## Start

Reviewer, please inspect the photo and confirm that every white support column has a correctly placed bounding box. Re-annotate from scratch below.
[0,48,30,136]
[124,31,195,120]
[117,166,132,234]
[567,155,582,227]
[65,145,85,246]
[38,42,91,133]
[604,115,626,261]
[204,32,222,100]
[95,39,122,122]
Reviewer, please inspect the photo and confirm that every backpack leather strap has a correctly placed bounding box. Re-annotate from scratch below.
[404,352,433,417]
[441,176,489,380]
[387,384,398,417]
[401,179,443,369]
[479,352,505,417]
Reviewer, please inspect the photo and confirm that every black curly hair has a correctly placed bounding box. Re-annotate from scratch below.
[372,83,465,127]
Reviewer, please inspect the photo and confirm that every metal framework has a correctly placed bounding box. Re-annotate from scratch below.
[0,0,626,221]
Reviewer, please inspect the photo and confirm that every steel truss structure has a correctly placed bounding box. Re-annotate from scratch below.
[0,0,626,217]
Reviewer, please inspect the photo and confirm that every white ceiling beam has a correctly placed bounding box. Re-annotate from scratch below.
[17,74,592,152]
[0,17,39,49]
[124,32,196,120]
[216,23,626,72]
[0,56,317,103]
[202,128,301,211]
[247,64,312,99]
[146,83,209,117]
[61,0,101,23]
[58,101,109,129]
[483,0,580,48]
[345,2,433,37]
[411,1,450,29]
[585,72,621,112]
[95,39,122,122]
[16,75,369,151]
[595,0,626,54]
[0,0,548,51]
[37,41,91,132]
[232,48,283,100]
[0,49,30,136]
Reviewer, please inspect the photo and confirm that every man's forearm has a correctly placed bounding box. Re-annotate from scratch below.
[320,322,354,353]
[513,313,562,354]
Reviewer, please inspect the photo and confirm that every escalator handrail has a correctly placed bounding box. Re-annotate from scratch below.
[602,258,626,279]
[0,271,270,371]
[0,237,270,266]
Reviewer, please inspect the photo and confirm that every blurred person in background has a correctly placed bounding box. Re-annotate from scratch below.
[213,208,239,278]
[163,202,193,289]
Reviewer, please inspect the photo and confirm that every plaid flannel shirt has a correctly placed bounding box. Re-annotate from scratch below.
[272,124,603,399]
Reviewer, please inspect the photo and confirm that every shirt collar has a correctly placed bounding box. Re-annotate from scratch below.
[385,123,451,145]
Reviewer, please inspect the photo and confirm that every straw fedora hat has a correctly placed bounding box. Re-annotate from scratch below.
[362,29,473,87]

## End

■ **TASK PROMPT**:
Copy every one of the records above word for word, keeping each line in its original order.

■ **ANSWER TO THE PROBLEM**:
Reviewer, please inspect the photo and confirm that every white support column has a correctly placed bounding box. Re-annotate from scratch below.
[0,48,30,136]
[124,31,195,120]
[117,166,132,234]
[567,155,582,227]
[65,145,85,246]
[38,42,91,133]
[604,115,626,261]
[204,32,222,100]
[95,39,122,122]
Reviewer, please inspect the photo and confirm that every backpack leather strap has a correctly placed bounding box. Re-annotate from scratch below.
[404,352,433,417]
[441,176,489,380]
[387,384,398,417]
[401,179,443,369]
[479,352,505,417]
Reviewer, please inspect the photo and confirm that every black curly hair has a correctly placed bounding box. Re-annotate from scratch below.
[372,83,465,127]
Reviewer, please inspect the photo and confirm that every metal framework has a correctly placed bounding box. Re-annotate from scratch below.
[0,0,626,221]
Reviewer, please inspect the photo and confirm that every steel truss structure has a correctly placed bounding box. Re-annotate from scratch below.
[0,0,626,217]
Reviewer, please inspect the photo and confirm that every white ceiling beam has a correctly placed bounding box. Re-annotate from scratch below.
[17,74,592,152]
[0,17,39,49]
[124,32,196,120]
[216,23,626,72]
[0,56,317,103]
[202,128,301,211]
[247,64,312,99]
[146,83,209,117]
[61,0,101,23]
[58,101,109,129]
[483,0,580,48]
[345,2,433,37]
[411,1,450,29]
[585,72,621,112]
[95,39,122,122]
[16,75,369,151]
[595,0,626,54]
[0,0,548,51]
[37,41,91,132]
[232,48,283,100]
[0,49,30,136]
Reviewer, please inspect the photo and confirm that every man's forearm has a correctly placed bounding box. Re-annotate from scratch below.
[320,322,354,353]
[513,313,562,354]
Reviewer, please inspect the photo and confirm that every escalator handrail has a correctly placed bounding box. Re-annotate from scratch below.
[602,258,626,279]
[0,271,270,371]
[0,237,270,266]
Reviewer, please inspect the photo and confirm that every blurred person in background has a correctly placed bounding box. Re-annotate from scratch below.
[213,208,239,278]
[163,202,193,289]
Reviewer, please inspect the photo and confirm that every plaid flannel shirt has a correctly placed bounding box. Re-annotate from scratch below.
[272,124,603,399]
Reviewer, please inspect the photo and confirm that every shirt collar has a correctly placed bounding box. Re-annotate from scratch below.
[385,123,451,145]
Reviewer, please inspect the photo and confirm that every straw fedora hat has a correctly placed bounding box. Re-annotate from scratch below.
[362,29,473,87]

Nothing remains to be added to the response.